# [Petikan Teks]
####

Rabu, 30 Januari 2013

A Grief Observed (Mengupas Duka)


Pada tahun 2010, saya pernah melakukan kesalahan bodoh kepada rekan saya. Pada saat itu, dia mengalami dukacita karena sahabat terkasihnya, M, meninggal dunia. Sayangnya, rekan saya tidak dapat menemani M hingga akhir hayatnya karena ia tidak berada di kota yang sama. Sayalah yang justru mendapatkan kesempatan untuk mendampingi M.
Rekan saya –yang sudah mempunyai firasat bahwa M akan segera “pulang”-- menghubungi saya melalui pesan singkat. Ia menanyakan kondisi M. Bodohnya, saya pada saat itu tidak menempatkan diri pada posisinya. Saya membalas pesannya seperti ini, “M sudah bahagia sekarang, ia sudah berada bersama dengan Bapa. Ini yang terbaik untuk M.” Saya tidak menyangka bahwa rekan saya membalas sms saya dengan penuh kemarahan. “Bagaimana kau dapat mengatakan bahwa hal itu adalah yang terbaik untuk M (dan untuk saya)? Bagaimana kau mengatakan bahwa peristiwa kecelakaan dan kematiannya adalah hal yang baik?” ujarnya dalam SMS singkatnya. Saya merasa tertampar pada saat itu. Saya mulai menyadari bahwa saya belum bisa berempati. Saya hanya membalas SMS-nya dengan kalimat, “Maafkan saya karena mengatakan hal yang tidak seharusnya saya katakan padamu.”

####

# [Soal Latihan]
- a) Cetak bagian teks tentang dukacita mulai dari "Pada tahun 2010, saya" sampai dengan "untuk mendampingi M.", termasuk kedua ujungnya.
- b) Lanjutkan teks tentang dukacita dari titik teks itu berhenti.
Daftar setelah teks ini tidak diperlukan untuk mengerjakan apa pun.

# [Kutipan Data]
####

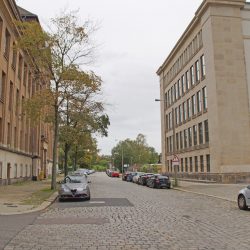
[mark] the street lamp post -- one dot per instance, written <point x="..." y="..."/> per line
<point x="173" y="126"/>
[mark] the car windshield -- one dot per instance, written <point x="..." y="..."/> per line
<point x="75" y="179"/>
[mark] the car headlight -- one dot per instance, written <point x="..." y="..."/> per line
<point x="65" y="189"/>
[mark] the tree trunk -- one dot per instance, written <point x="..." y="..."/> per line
<point x="66" y="153"/>
<point x="75" y="158"/>
<point x="54" y="166"/>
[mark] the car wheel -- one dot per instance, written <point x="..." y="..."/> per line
<point x="242" y="202"/>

####

# [Kumpulan Jawaban]
- a)
Pada tahun 2010, saya pernah melakukan kesalahan bodoh kepada rekan saya. Pada saat itu, dia mengalami dukacita karena sahabat terkasihnya, M, meninggal dunia. Sayangnya, rekan saya tidak dapat menemani M hingga akhir hayatnya karena ia tidak berada di kota yang sama. Sayalah yang justru mendapatkan kesempatan untuk mendampingi M.

- b)
C.S. Lewis, penulis buku The Chronicle of Narnia, membantu saya untuk memahami bagaimana perasaan orang yang berduka. Lewis pernah mengalami perasaan tersinggung yang sama dengan rekan saya ketika ia mengalami kedukaan. Lewis menceritakan pengalamannya ini dalam bukunya A Grief Observed (Mengupas Duka). Ketika istrinya meninggal karena leukemia, rekan-rekannya berusaha untuk menghiburnya dengan mengutip kata-kata Paulus, “Jangan berdukacita seperti orang-orang lain yang tidak mempunyai pengharapan.” Dalam kemarahannya, raksasa intelektual di abad 20 ini berkata, “Jangan bicara padaku tentang penghiburan dalam agama, atau aku akan curiga bahwa Anda tidak memahami apa-apa.”
Lewis dengan terbuka menceritakan pengalaman dukacitanya ketika maut merenggut istrinya yang mengidap Leukemia. sehingga lima tahapan dukacita yang dikemukakan oleh Elizabeth Kübler-Ross, tampak nyata dalam buku ini. Pada bab pertama dan kedua, dengan jujur ia mempertanyakan keberadaan Allah dalam duka. Dengan penuh kemarahan, ia juga menyatakan kekecewaannya pada Allah sebagai Si Sadis Sejagad. Si Sadis Sejagad itu tidak nyata ketika dukacita melandanya, namun nyata pada saat sukacita. Ia mempertanyakan keberadaan istrinya saat ini. Ia bertanya mengapa orang-orang di sekitarnya begitu yakin dengan imaji surga sebagai tempat yang indah? Mengapa orang-orang begitu yakin akan adanya “reuni keluarga setelah kematian”, padahal tidak ada satu ayat pun dalam Alkitab yang menjelaskan tentang “reuni” tersebut?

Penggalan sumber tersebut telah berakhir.